# [TEXTE FOURNI]
------------------------------------
Elle abordera principalement la boxe moderne en Occident, boxes française et anglaise. Toutefois, elle sera également ouverte à d’autres pratiques mondiales, à l’instar de la boxe thaïlandaise. Le corpus pourra s’étendre des arts vivants aux arts et à la culture visuels, comprenant aussi bien les performances que l’art vidéo, la danse, la photographie, la peinture, la caricature, la publicité, les arts décoratifs, l’intermédialité, etc.
Les propositions de communication, de table ronde, d’atelier ou de performance pourront s’inscrire dans les axes suivants (non exhaustifs) :
Représentation de la boxe et de son théâtre (lieu, temps, action)
– Comment la boxe et les boxeurs ont-ils été représentés, autant par les photographes et caricaturistes de presse que par les peintres, etc. ?
– Comment les artistes ont-ils.elles pu jouer avec le cadre et le hors-cadre du ring, avec son espace, puis avec la temporalité et l’action des combats ?
------------------------------------
# [BUT DE L'EXERCICE]
Extrayez sans rien modifier le passage du texte sur la boxe dans les arts qui va de « Les propositions de » jusqu'à « (lieu, temps, action) » inclus.
------------------------------------
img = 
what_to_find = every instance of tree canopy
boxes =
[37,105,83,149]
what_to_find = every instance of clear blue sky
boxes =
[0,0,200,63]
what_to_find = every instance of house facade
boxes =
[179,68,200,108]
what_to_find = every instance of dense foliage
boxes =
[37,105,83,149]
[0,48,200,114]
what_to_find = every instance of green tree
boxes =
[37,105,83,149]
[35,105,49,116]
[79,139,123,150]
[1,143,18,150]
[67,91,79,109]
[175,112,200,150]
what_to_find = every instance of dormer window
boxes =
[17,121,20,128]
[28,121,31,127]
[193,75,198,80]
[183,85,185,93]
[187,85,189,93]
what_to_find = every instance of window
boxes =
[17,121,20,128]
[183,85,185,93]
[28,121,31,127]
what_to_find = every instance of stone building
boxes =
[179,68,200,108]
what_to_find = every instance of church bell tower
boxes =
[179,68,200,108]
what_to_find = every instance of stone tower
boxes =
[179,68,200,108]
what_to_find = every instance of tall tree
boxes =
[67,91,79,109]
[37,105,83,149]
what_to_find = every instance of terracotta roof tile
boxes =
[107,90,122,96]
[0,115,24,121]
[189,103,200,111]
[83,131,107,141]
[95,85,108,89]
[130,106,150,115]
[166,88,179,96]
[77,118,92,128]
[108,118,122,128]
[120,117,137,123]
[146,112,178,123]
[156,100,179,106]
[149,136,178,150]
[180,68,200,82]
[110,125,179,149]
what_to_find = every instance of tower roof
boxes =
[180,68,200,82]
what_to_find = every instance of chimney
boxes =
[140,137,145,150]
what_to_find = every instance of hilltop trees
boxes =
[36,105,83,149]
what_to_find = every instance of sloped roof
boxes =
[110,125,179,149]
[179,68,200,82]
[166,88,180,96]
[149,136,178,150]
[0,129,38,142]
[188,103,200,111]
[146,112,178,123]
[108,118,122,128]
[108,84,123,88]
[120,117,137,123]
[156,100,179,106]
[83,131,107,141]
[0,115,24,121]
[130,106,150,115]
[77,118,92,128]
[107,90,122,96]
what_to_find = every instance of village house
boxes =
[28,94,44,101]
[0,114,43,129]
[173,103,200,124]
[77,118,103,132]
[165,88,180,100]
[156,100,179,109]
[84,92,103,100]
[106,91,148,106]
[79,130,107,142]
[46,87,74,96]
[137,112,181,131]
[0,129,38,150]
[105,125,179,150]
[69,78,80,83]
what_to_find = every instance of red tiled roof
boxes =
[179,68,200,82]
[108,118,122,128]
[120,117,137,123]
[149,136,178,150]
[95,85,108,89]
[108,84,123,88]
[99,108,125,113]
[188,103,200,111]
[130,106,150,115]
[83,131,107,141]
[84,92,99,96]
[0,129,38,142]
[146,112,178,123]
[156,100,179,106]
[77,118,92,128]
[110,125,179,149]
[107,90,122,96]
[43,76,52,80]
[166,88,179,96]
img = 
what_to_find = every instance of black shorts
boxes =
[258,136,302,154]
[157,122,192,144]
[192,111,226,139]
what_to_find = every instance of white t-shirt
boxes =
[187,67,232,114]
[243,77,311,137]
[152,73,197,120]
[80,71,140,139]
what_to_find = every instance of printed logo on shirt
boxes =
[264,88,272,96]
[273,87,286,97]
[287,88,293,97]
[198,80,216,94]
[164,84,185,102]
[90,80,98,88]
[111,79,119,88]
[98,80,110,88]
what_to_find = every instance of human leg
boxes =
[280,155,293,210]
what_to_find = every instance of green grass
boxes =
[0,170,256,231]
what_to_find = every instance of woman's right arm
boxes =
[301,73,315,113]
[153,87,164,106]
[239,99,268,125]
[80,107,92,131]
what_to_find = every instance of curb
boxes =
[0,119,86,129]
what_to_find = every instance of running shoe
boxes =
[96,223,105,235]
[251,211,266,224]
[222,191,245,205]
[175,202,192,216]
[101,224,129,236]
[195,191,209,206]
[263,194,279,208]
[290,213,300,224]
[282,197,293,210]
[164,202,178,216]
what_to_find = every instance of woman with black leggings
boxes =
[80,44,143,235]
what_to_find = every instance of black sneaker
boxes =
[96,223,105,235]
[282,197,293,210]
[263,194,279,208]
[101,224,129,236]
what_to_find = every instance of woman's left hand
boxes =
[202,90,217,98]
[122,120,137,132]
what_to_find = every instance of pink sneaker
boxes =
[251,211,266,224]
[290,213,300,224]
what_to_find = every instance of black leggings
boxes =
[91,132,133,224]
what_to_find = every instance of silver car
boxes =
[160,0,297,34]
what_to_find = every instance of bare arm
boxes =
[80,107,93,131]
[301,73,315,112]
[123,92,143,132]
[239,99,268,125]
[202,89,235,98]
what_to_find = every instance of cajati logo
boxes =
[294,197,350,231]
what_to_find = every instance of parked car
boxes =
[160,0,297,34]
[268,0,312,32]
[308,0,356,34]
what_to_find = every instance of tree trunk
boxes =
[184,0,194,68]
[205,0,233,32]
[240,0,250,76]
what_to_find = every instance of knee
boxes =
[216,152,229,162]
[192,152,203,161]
------------------------------------
# [RÉPONSE RÉDIGÉE]
Les propositions de communication, de table ronde, d’atelier ou de performance pourront s’inscrire dans les axes suivants (non exhaustifs) :
Représentation de la boxe et de son théâtre (lieu, temps, action)